**Your assignment:**
Repeat all the data exactly, and where a record holds a picture, leave that picture out.

**Referring expression data:**

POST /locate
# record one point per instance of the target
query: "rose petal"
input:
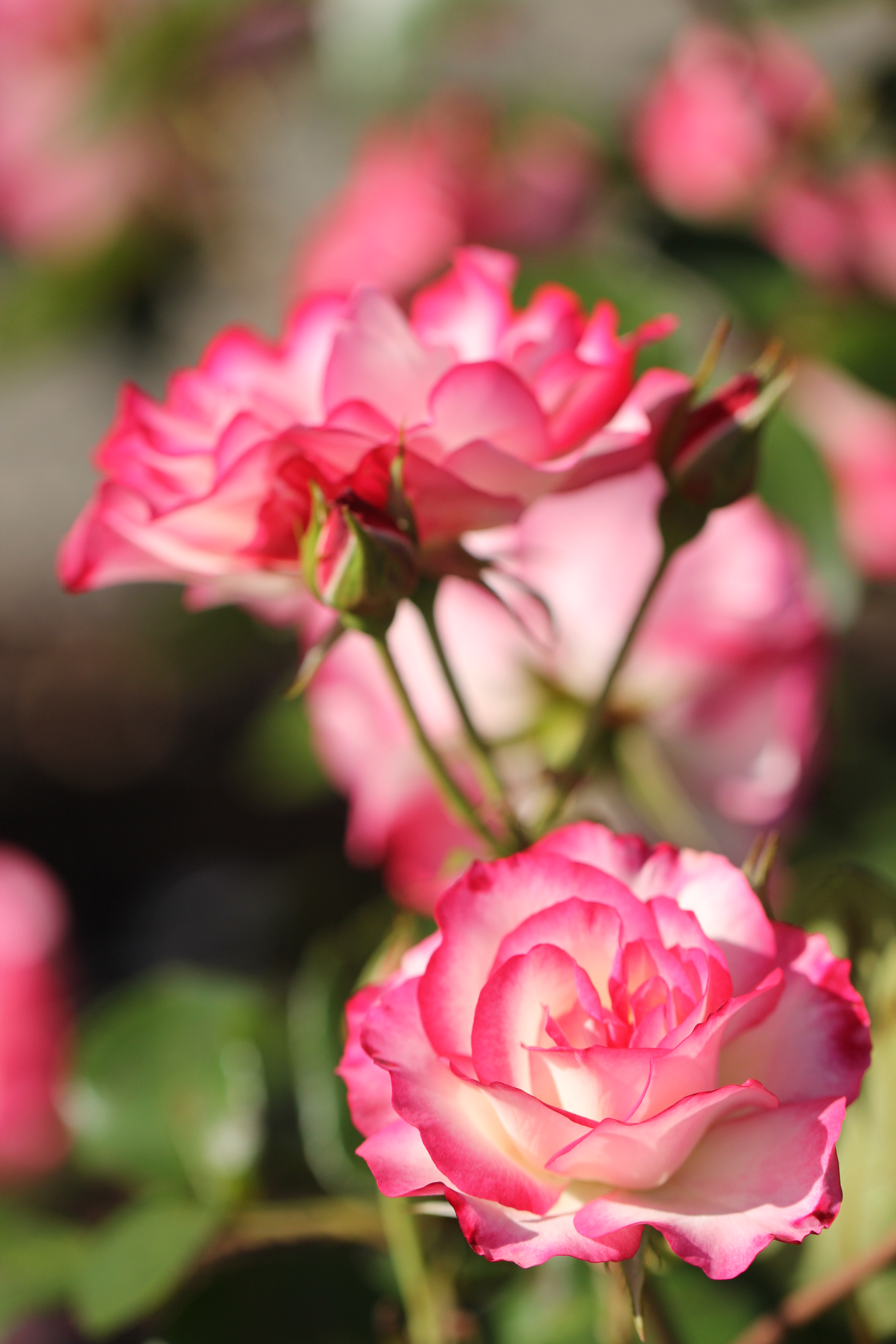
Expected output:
(469, 310)
(512, 1010)
(506, 1234)
(377, 358)
(487, 402)
(726, 906)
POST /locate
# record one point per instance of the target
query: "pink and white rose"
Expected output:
(727, 675)
(489, 408)
(605, 1037)
(34, 1017)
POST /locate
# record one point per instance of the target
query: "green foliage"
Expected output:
(136, 1261)
(39, 1257)
(169, 1088)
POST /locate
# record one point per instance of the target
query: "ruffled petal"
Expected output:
(400, 1162)
(487, 402)
(370, 1088)
(459, 1125)
(480, 911)
(378, 359)
(469, 310)
(710, 886)
(647, 1154)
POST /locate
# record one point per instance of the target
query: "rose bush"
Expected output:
(34, 1017)
(727, 675)
(604, 1037)
(488, 408)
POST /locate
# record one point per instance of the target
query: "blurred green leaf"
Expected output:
(796, 486)
(276, 761)
(39, 1257)
(136, 1261)
(553, 1304)
(169, 1087)
(702, 1311)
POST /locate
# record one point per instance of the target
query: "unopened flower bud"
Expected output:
(358, 561)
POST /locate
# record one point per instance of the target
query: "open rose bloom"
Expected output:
(604, 1037)
(489, 409)
(727, 677)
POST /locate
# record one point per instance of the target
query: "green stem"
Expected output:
(594, 726)
(456, 796)
(477, 743)
(418, 1299)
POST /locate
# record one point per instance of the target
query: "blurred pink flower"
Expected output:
(418, 190)
(720, 117)
(65, 186)
(810, 228)
(605, 1035)
(727, 674)
(34, 1019)
(855, 431)
(491, 409)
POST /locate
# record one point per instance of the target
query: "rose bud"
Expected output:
(358, 561)
(714, 459)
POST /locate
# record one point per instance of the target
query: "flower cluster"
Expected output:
(418, 191)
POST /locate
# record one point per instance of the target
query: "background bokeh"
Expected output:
(148, 756)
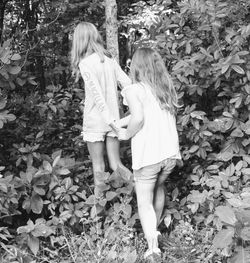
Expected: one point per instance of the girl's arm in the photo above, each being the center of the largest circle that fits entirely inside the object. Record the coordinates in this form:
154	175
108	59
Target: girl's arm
121	76
137	118
92	83
124	121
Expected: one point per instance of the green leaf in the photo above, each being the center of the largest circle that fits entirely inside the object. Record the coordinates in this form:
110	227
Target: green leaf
91	200
16	57
226	214
245	233
36	203
224	238
167	220
225	156
238	69
237	133
131	257
33	243
242	255
194	148
110	195
14	70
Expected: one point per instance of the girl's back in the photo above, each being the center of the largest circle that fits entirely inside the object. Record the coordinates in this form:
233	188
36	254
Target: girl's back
158	138
101	94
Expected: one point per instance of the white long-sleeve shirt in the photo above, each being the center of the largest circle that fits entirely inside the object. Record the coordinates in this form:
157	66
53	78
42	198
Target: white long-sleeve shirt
157	140
101	105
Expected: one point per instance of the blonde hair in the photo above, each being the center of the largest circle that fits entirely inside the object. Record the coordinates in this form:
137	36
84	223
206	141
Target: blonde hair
86	40
148	67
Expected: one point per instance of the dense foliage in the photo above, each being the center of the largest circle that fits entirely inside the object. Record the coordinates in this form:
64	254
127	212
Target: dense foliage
47	209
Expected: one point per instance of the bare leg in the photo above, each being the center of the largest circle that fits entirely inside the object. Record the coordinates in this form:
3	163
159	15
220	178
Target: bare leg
145	194
113	152
159	198
96	151
159	192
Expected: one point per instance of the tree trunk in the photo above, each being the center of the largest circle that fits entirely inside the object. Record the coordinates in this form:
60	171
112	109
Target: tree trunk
2	9
112	28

**Result for this task:**
POST /locate
# record one point per instance of the target
query: "rose petal"
input:
Expected output:
(469, 310)
(512, 1010)
(506, 1234)
(377, 358)
(487, 402)
(726, 906)
POST /locate
# record one point per instance of the target
query: "pink and white rose"
Expected output:
(727, 675)
(489, 408)
(605, 1037)
(34, 1017)
POST /locate
# record one point per instance of the target
query: "green foliage"
Expected output:
(136, 1261)
(39, 1257)
(169, 1088)
POST /locate
# record one point per instance of the target
query: "ruffled petal"
Expected output:
(400, 1162)
(487, 402)
(370, 1088)
(459, 1125)
(480, 911)
(378, 359)
(469, 310)
(710, 886)
(647, 1154)
POST /locate
# record one point per instance of the target
query: "rose bush"
Expected output:
(34, 1017)
(727, 675)
(604, 1037)
(488, 408)
POST /locate
# record one point per instance of the target
query: "blurred green leaf"
Expected output:
(796, 486)
(276, 761)
(39, 1257)
(136, 1261)
(553, 1304)
(169, 1087)
(702, 1311)
POST /locate
# record one point per instance of the target
query: "unopened flower bud"
Expected output:
(358, 561)
POST /locate
# record one point per instance of the target
query: "open rose bloom"
Expected output:
(604, 1037)
(489, 409)
(727, 677)
POST /locate
# record one point per instance of the target
query: "green stem"
Expected output:
(594, 726)
(456, 796)
(477, 743)
(418, 1299)
POST /locate
# record one point per instance of the target
query: "blurred pink flower"
Expected output:
(418, 190)
(720, 117)
(65, 186)
(810, 228)
(605, 1035)
(727, 674)
(34, 1019)
(855, 431)
(491, 409)
POST /locate
# record one point per instance of the target
query: "rose bud"
Expected output:
(358, 561)
(714, 459)
POST /locate
# record one point per instance of the target
query: "flower cluster"
Expected output:
(418, 191)
POST /locate
# record one point per instance of the target
query: "background bokeh"
Expected output:
(148, 756)
Expected: one point per instance of the girl's arm in the photo above, each being the center of the largest circle that fits entirely inside the object. Record the coordinates in this form:
154	175
108	59
Target: girl's arm
121	76
137	118
92	83
124	121
Expected: one point per instance of the green leaf in the photo above, each being the center of the largest circle that fits entirely inside the object. Record the coordinates in this form:
110	227
Target: green leaf
91	200
16	57
226	214
245	233
36	203
224	238
167	220
225	156
238	69
237	133
131	257
33	243
242	255
194	148
110	195
14	70
Expected: one point per instance of the girl's back in the photo above, each being the center of the largest circle that fits entirely inside the object. Record the coordinates in this form:
233	188
36	254
Target: girl's back
158	138
101	94
Expected: one point per instance of the white long-sleeve shirt in the photo above, each being the center of the largest circle that fits entirely inside the object. Record the coordinates in this form:
157	66
53	78
42	198
Target: white long-sleeve shirt
157	140
101	105
Expected: one point per instance of the blonde hair in the photo above, each being the center of the largest circle that fits entirely inside the object. Record the coordinates in this form:
137	36
84	223
206	141
Target: blonde hair
86	40
148	67
Expected: one point per instance of the dense foliage in the photo above, each being the center of the largest circle that fits entirely inside the object. Record the coordinates in this form:
64	254
127	212
Target: dense foliage
47	209
Expected: one point per instance of the bare leg in the photo above, each being the center of the largest circle that fits entirely inside the object. Record the coordinates in this form:
3	163
159	15
220	178
Target: bare leg
145	194
113	152
159	198
96	151
159	192
Expected: one point per instance of the tree trunk in the photo above, each being the center of the largest circle that fits entirely inside the object. Record the coordinates in this form:
60	171
112	109
Target: tree trunk
2	9
112	28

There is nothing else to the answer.